Moving is nothing new for ten-year-old Nikki Landry. Her father relocates their raggedy old houseboat several times a year in search of better crabbing spots. However, their latest move has brought her to a mysterious bayou where she feels something is watching her from a nearby island.

Nikki learns of a local legend about something sinister inhabiting those swamps, stealing the souls of dogs…which would explain the strange howling sounds. Papa reassures her there’s nothing on the island but gators and snakes. He should know. He’s spent his whole life trapping and fishing those bayous and swamps…But maybe there’s something Papa doesn’t know.

Nikki and her new friends begin to uncover strange happenings from years ago that may have started the old legend…and town folks aren’t talking.

Then her beloved beagle goes missing.

Join Nikki as she seeks to discover the real truth behind the legend of Ghost Dog Island…before it’s too late.

Book Details:

Title: The Legend of Ghost Dog Island

Author Name: Rita Monette

Genre(s): Middle Grade, Adventure, Mystery

Tags: Adventure, mystery, middle grade, louisiana, bayou, dogs

Length: Approx. 204 pages

E-book:  978-1-987976-00-7

Paperback:  978-0-9947490-9-3

Re-Release Date: September 1, 2015

Publisher:  Mirror World Publishing

Here’s an excerpt:1b-houseboat copy

“I’m going to hate Morgan City,” I complained to my dog Snooper, “no matter what Papa says.”

DATA LINES -
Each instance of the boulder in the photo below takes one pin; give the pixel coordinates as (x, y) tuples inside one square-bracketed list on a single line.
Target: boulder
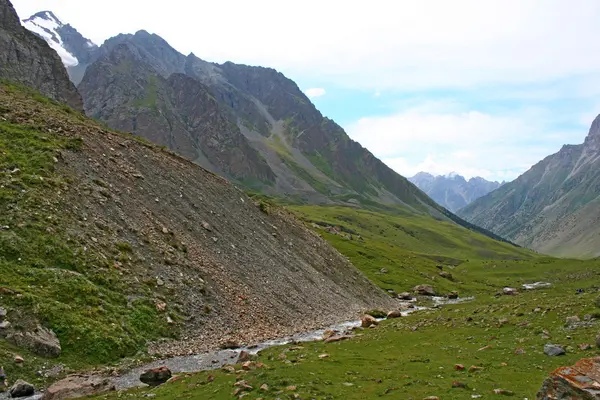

TASK SET -
1 - Answer these questions from the book description:
(a) Why does Nikki's father move their houseboat several times a year?
(b) According to Papa, what is on the island?
(c) Who publishes the book?
2 - Please print the passage from the book description starting at "Nikki and her" and ending at "it’s too late.".
The lines have nothing to do with the book description.

TASK-BY-TASK RESULTS -
1 -
(a) He is searching for better crabbing spots.
(b) Nothing but gators and snakes.
(c) Mirror World Publishing.

2 -
Nikki and her new friends begin to uncover strange happenings from years ago that may have started the old legend…and town folks aren’t talking.

Then her beloved beagle goes missing.

Join Nikki as she seeks to discover the real truth behind the legend of Ghost Dog Island…before it’s too late.